Текст для изучения

= = =

В мае или июне 1819 года, еше будучи в капитанском чине, я был вызван из военных поселений в Петербург к графу. Когда я к нему представился, он ввел меня в кабинет свой, разложил карту и сказал: «Цвиленев (генерал-лейтенант, начальник поселений в Могилевской губернии)[304] прислал на утверждение мое множество представлений поделан, которые зависят совершенно от местных условий. Поэтому я посылаю туда вас, чтобы вы на месте дали ему именем моим нужные разрешения. Вообще вы приведете тамошние хозяйственные дела в такой порядок, чтобы они потом могли идти без помехи. Я написал Цвиленеву, что вы знаете мою волю и сообщите ему ее и чтобы он считал ваши распоряжения за мои приказания. Я испугался и стал говорить графу, что поручение столь важное превышает мои силы, что я ничего не смыслю в сельском хозяйстве и не умею отличить овса ото ржи. На это он очень спокойно отвечал: — Это глупости. Поручения должны быть исполняемы, коль скоро на нас лежит служебная обязанность». — «Но, — сказал я, — если я исполню их дурно по действительному неведению?» — «Так я отдам вас под суд», — отвечал он мне в утешение. Тем кончилось наше первое объяснение. Второе не было успешнее. Я принял в соображение, что в самом деле не было налицо другого чиновника, который бы знал это дело, и, положившись на успех моих новгородских занятий, решился, чтобы совсем не оставлять служебного поприща, послушаться. Четыре месяца пришлось мне прожить в Могилеве, Я кинулся собирать местные сведения, работал и обсуждал, учился и учил в одно и то же время и наконец оставил генералу Цвиленеву общее наставление о хозяйственном управлении колониями. По возвращении в Петербург граф выразил мне полнейшую благодарность, но прибавил с насмешкою: «Видишь, все идет хорошо, коль скоро есть добрая воля». Я отвечал, что доброй воли тут мало, а надобно знать дело, с чем он решительно не согласился.
Скажу несколько слов о том, как мы жили. Летом работы начинались в 4 часа; от 11 до 1 или 2 часов отдых, обед и сон; затем опять работы до 8 часов. Зимою мы занимались в штабе военных поселений постоянно от 8 до 3 часов; но всего послеобеденного времени едва доставало, чтобы управиться с занятиями на дому. Часто приходилось сидеть до поздней ночи и затем приниматься за дело в 4 часа утра. В одну зиму я должен был ходить к графу с докладами по два раза в день: занятия шли беспрерывно, днем и ночью, и чиновники денные сменяли ночных. О воскресеньях и праздничных днях не было и помину. Я едва успевал причаститься св. тайн, не то чтобы навещать кого-нибудь.

= = =

(Данные о референциальных выражениях)
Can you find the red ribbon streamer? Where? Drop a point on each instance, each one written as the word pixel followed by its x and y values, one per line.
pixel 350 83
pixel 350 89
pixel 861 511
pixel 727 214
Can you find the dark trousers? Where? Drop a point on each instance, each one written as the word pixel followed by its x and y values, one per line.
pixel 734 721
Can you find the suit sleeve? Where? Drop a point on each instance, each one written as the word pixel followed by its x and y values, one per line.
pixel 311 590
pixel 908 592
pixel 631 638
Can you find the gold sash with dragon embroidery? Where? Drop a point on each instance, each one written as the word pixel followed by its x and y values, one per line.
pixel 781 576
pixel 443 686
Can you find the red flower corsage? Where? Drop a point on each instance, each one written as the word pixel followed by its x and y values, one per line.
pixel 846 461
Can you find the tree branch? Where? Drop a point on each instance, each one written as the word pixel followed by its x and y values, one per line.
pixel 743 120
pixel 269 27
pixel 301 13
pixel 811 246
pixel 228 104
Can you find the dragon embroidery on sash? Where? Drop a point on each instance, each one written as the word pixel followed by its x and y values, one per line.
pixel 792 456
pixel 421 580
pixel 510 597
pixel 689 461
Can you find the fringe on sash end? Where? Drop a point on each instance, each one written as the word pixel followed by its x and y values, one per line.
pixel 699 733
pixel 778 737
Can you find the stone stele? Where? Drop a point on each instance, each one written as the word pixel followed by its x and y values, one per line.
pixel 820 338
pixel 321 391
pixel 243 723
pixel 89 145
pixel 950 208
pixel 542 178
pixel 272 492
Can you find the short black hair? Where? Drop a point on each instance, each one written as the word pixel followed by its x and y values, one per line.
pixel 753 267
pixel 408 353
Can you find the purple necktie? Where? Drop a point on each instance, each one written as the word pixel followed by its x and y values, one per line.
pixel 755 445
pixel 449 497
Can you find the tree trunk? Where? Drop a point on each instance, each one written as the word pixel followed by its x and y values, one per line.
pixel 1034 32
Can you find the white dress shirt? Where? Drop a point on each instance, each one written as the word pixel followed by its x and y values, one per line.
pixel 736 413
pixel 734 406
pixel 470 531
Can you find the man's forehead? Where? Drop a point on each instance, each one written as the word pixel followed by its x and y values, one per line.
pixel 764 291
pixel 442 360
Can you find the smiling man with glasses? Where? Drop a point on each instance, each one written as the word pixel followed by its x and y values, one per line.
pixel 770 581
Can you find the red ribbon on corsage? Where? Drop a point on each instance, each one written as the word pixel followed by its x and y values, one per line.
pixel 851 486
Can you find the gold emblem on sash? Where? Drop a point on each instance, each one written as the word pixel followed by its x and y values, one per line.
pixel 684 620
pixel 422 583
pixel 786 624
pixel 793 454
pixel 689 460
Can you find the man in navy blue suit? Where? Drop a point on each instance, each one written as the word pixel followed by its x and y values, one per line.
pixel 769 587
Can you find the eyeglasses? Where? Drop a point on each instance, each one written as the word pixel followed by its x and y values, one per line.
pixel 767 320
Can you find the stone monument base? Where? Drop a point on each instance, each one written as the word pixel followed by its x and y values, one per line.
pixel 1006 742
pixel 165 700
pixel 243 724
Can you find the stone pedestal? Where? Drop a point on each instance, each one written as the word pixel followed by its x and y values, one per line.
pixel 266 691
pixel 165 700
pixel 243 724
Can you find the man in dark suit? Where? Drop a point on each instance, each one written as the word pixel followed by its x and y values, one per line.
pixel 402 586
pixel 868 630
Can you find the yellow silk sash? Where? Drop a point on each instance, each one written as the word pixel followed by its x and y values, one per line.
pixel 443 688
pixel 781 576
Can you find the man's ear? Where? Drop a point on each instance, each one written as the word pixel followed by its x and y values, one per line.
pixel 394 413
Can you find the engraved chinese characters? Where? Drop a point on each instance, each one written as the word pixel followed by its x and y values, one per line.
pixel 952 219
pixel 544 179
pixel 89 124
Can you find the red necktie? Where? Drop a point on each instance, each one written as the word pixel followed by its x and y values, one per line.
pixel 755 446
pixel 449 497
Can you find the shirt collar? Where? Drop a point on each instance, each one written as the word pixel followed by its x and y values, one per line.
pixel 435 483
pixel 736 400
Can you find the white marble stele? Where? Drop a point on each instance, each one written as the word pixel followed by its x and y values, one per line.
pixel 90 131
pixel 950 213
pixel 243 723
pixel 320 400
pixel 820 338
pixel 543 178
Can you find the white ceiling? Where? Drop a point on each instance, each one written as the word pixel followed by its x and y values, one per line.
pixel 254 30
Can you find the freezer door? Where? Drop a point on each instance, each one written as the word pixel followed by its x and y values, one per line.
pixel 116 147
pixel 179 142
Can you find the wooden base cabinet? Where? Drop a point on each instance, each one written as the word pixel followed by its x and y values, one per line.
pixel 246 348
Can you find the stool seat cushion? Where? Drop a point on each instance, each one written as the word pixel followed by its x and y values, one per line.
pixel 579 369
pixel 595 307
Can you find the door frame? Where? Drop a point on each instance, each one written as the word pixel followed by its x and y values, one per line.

= = =

Задание
Воспроизведите дословно отрывок из текста для изучения: начните с места, где стоят слова «Скажу несколько слов», и остановитесь после слов «чтобы навещать кого-нибудь.».

Ваш ответ
Скажу несколько слов о том, как мы жили. Летом работы начинались в 4 часа; от 11 до 1 или 2 часов отдых, обед и сон; затем опять работы до 8 часов. Зимою мы занимались в штабе военных поселений постоянно от 8 до 3 часов; но всего послеобеденного времени едва доставало, чтобы управиться с занятиями на дому. Часто приходилось сидеть до поздней ночи и затем приниматься за дело в 4 часа утра. В одну зиму я должен был ходить к графу с докладами по два раза в день: занятия шли беспрерывно, днем и ночью, и чиновники денные сменяли ночных. О воскресеньях и праздничных днях не было и помину. Я едва успевал причаститься св. тайн, не то чтобы навещать кого-нибудь.